> Action item
Filter the entries for the word "spacing". Copy each line that has it.

Items listed in a dataset
..........

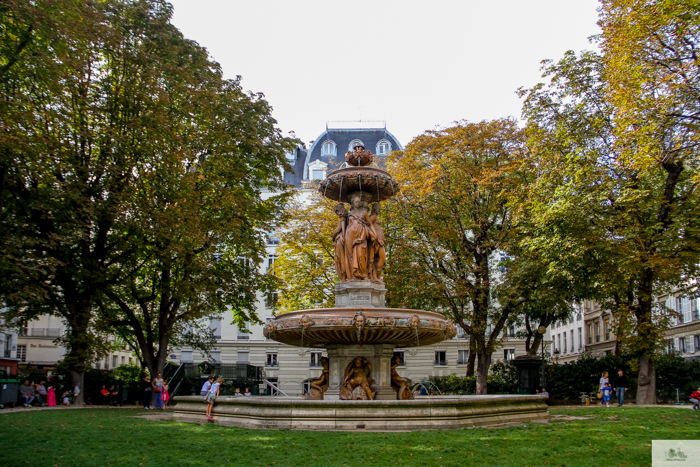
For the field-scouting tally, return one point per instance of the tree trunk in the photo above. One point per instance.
(78, 347)
(470, 363)
(482, 372)
(646, 382)
(78, 379)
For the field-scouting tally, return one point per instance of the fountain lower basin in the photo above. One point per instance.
(422, 413)
(359, 326)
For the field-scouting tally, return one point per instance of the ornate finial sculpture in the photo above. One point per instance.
(318, 387)
(359, 157)
(356, 384)
(397, 382)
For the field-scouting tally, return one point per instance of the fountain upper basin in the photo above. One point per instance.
(353, 326)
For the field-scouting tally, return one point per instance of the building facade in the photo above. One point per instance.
(290, 368)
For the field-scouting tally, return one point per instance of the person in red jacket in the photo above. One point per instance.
(695, 399)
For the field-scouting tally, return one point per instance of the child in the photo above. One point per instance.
(211, 397)
(166, 394)
(607, 392)
(695, 399)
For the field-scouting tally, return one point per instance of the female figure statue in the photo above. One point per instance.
(341, 259)
(355, 376)
(377, 248)
(318, 387)
(397, 382)
(357, 235)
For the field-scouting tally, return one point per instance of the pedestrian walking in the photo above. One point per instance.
(146, 390)
(212, 395)
(601, 385)
(620, 387)
(166, 394)
(51, 397)
(158, 390)
(695, 399)
(207, 386)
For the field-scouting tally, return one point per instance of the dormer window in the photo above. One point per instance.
(383, 147)
(328, 149)
(355, 142)
(317, 170)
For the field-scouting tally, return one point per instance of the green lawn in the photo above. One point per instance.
(103, 437)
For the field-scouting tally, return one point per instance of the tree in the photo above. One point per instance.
(305, 265)
(450, 227)
(199, 220)
(99, 100)
(626, 225)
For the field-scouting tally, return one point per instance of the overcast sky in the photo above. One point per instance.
(415, 65)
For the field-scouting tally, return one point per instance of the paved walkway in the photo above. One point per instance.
(74, 407)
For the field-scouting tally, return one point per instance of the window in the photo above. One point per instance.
(580, 338)
(215, 326)
(271, 299)
(273, 239)
(461, 334)
(328, 149)
(462, 357)
(244, 334)
(273, 386)
(355, 142)
(22, 353)
(440, 358)
(686, 310)
(186, 356)
(573, 345)
(315, 360)
(243, 356)
(271, 359)
(270, 262)
(596, 327)
(383, 147)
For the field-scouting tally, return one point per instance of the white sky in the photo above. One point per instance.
(416, 65)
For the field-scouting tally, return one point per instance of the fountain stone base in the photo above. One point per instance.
(378, 355)
(360, 294)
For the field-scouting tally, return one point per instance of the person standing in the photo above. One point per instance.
(41, 393)
(25, 394)
(166, 394)
(603, 382)
(207, 386)
(695, 399)
(620, 387)
(51, 397)
(212, 395)
(146, 389)
(158, 390)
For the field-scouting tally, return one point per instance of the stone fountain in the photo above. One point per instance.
(359, 387)
(360, 333)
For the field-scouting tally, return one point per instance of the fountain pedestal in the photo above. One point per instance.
(379, 356)
(359, 294)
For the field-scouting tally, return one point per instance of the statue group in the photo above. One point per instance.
(360, 245)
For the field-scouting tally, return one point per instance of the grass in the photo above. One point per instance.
(113, 437)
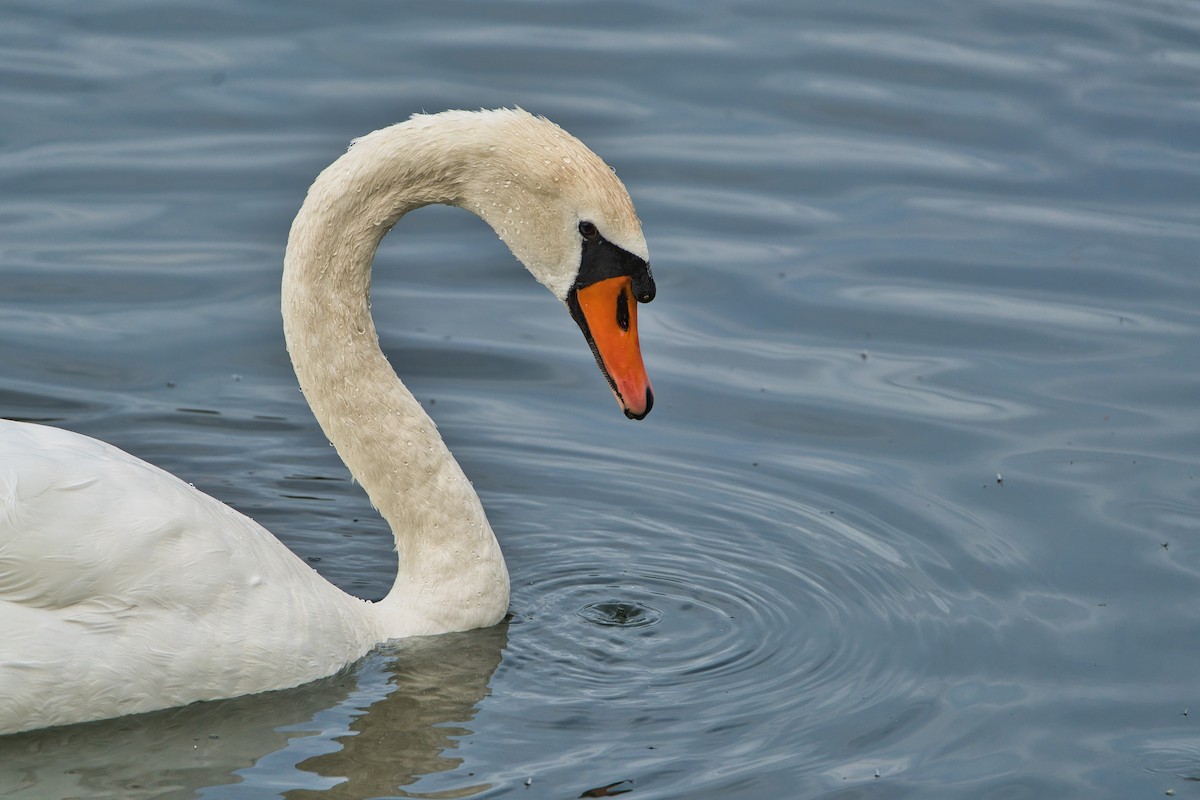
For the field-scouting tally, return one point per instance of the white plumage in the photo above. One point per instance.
(124, 589)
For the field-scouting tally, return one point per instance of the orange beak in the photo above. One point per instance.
(607, 313)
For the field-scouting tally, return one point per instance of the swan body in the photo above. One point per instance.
(123, 589)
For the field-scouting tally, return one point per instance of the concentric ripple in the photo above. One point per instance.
(741, 611)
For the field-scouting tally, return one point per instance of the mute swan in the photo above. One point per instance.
(123, 589)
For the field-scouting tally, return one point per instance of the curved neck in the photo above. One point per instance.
(451, 573)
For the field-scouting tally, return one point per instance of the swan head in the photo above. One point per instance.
(567, 216)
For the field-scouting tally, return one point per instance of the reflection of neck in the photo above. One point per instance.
(451, 572)
(431, 686)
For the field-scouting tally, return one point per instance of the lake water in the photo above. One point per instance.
(916, 515)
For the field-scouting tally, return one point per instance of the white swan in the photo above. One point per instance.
(123, 589)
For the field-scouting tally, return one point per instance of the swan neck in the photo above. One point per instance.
(451, 575)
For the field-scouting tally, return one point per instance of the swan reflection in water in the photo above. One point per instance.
(378, 726)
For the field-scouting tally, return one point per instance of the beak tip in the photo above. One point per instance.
(640, 415)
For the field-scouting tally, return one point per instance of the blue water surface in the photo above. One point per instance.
(916, 511)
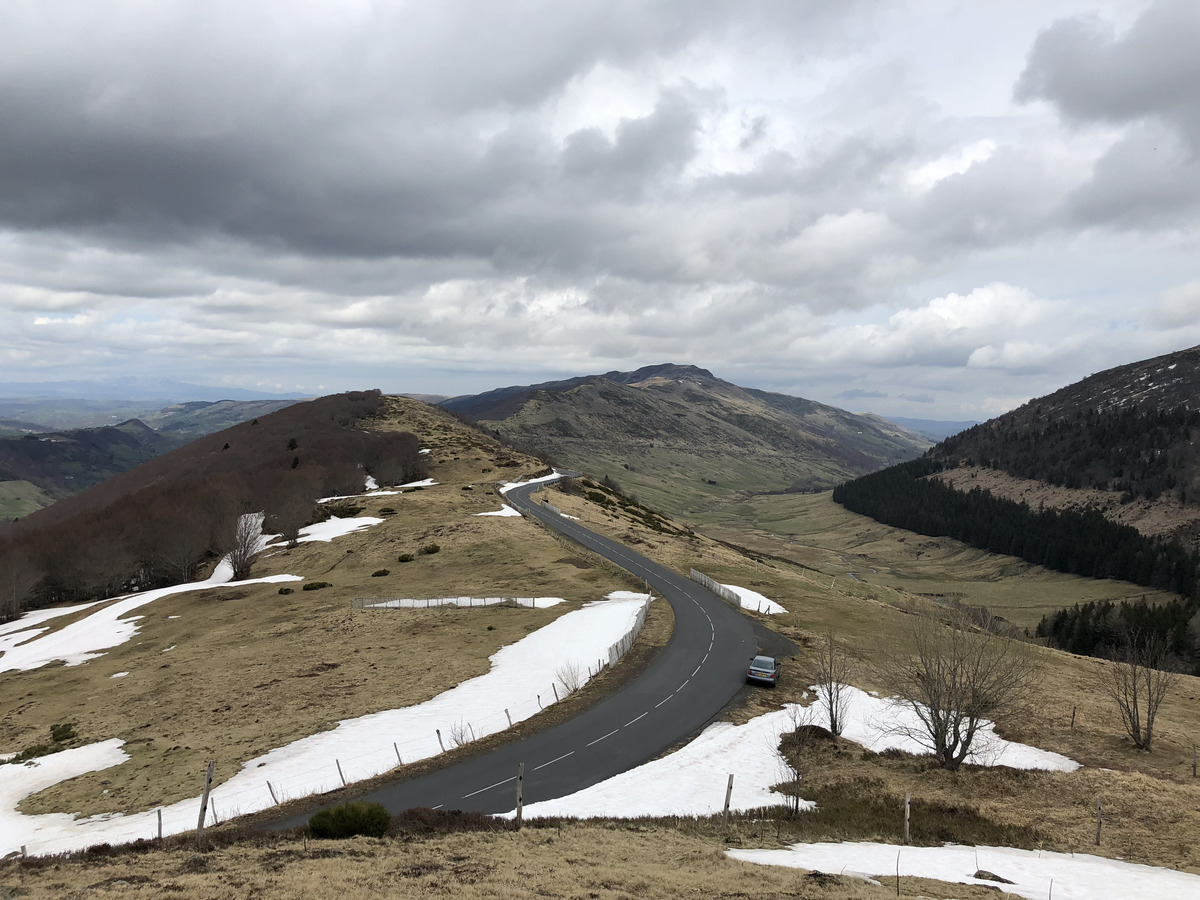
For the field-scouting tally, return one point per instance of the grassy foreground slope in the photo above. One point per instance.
(229, 673)
(802, 552)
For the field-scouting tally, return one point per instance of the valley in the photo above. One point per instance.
(295, 664)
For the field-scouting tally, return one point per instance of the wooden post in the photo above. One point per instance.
(520, 799)
(204, 802)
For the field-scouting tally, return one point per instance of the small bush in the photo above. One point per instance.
(351, 820)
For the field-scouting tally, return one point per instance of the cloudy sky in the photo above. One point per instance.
(935, 209)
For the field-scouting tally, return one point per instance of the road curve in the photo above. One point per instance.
(684, 688)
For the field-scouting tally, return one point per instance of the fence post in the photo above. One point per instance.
(520, 801)
(204, 802)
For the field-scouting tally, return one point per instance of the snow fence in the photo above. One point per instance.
(723, 592)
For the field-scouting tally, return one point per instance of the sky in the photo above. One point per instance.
(933, 209)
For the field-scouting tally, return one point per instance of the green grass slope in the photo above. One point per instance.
(682, 439)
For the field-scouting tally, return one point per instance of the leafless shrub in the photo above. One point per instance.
(1138, 681)
(833, 682)
(460, 733)
(570, 676)
(245, 544)
(954, 678)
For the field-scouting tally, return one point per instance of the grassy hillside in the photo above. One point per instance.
(252, 669)
(829, 568)
(61, 463)
(681, 439)
(19, 498)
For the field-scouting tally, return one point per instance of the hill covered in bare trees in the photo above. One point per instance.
(157, 523)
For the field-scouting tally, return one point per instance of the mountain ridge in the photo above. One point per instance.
(681, 438)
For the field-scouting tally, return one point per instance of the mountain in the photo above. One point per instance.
(132, 389)
(61, 463)
(204, 417)
(1122, 441)
(931, 429)
(679, 438)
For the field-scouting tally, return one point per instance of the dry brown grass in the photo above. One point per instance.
(252, 670)
(593, 862)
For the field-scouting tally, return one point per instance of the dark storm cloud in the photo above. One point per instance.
(1092, 75)
(1144, 79)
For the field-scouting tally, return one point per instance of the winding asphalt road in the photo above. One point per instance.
(688, 684)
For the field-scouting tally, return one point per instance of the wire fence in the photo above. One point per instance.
(429, 603)
(723, 592)
(323, 762)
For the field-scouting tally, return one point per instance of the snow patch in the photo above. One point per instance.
(756, 601)
(1075, 876)
(504, 510)
(520, 681)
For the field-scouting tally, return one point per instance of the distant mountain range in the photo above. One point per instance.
(679, 438)
(40, 466)
(931, 429)
(132, 389)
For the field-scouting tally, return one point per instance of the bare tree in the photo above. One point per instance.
(1138, 679)
(833, 682)
(18, 577)
(570, 676)
(793, 745)
(954, 679)
(247, 535)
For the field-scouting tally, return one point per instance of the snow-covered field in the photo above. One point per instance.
(691, 780)
(533, 603)
(522, 681)
(1037, 874)
(106, 628)
(504, 510)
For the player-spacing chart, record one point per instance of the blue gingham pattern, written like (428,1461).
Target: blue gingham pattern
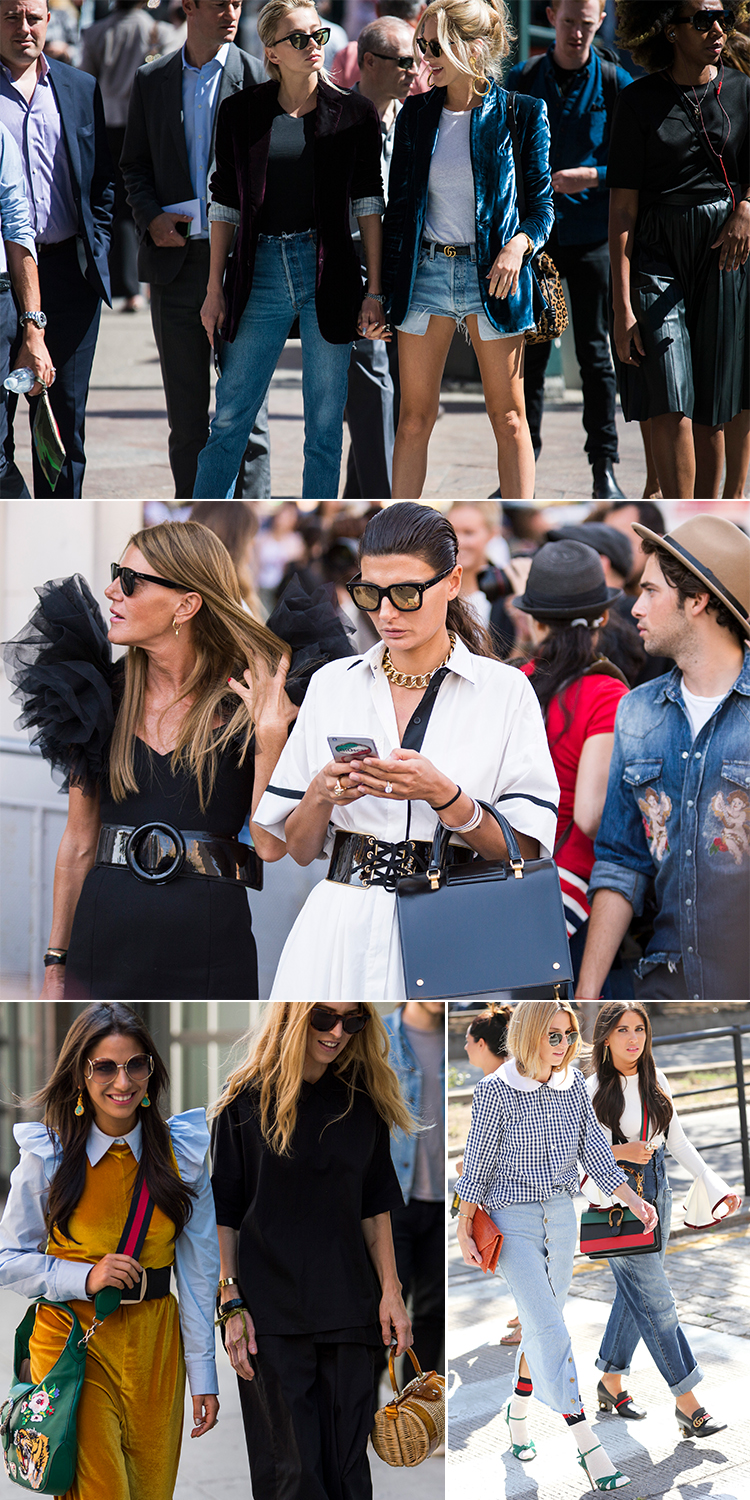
(525,1146)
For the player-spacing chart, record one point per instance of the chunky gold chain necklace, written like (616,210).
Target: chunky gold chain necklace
(408,678)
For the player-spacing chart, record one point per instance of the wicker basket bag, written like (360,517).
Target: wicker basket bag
(411,1425)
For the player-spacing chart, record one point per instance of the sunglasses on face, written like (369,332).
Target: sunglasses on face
(402,596)
(434,48)
(704,20)
(128,576)
(300,39)
(323,1019)
(104,1070)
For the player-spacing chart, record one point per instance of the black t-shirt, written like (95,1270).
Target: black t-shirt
(288,203)
(303,1266)
(657,144)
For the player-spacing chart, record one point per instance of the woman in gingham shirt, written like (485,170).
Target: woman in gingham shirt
(531,1122)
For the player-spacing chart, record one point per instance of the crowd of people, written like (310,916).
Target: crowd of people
(590,687)
(377,201)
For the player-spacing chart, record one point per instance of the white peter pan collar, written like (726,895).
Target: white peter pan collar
(516,1080)
(98,1143)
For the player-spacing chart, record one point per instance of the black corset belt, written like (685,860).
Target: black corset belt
(363,860)
(156,852)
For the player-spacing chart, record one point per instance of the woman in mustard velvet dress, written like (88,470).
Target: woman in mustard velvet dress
(72,1188)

..........

> Response to the exercise
For the player-spacing chart, record one point per instance of the blue gingham pattern, written like (428,1461).
For the player-spacing chart, record one point per instance of the chunky gold chain necklace, written like (616,210).
For the player-spacing chart, record one point per instance of the wicker basket bag, written like (360,517).
For the player-spacing chart, record one point per instance of the sunglasses on face, written like (369,332).
For the player-spacing chart, record one point per instance of the black t-shirt, written like (95,1270).
For the player-spacing chart, record one point per instance of the woman in gingham shirt, written like (485,170).
For the player-spacing chart, record one point per instance of the crowd of people, written like (310,916).
For the player-spacing chart, record one point per instance of the white peter pan collar, written like (726,895).
For the player-spacing chart, record one point per instance of the black corset belt, written like (685,860).
For the player-spacing chart, record one point per instance of the woman in mustard velvet dress, written like (88,470).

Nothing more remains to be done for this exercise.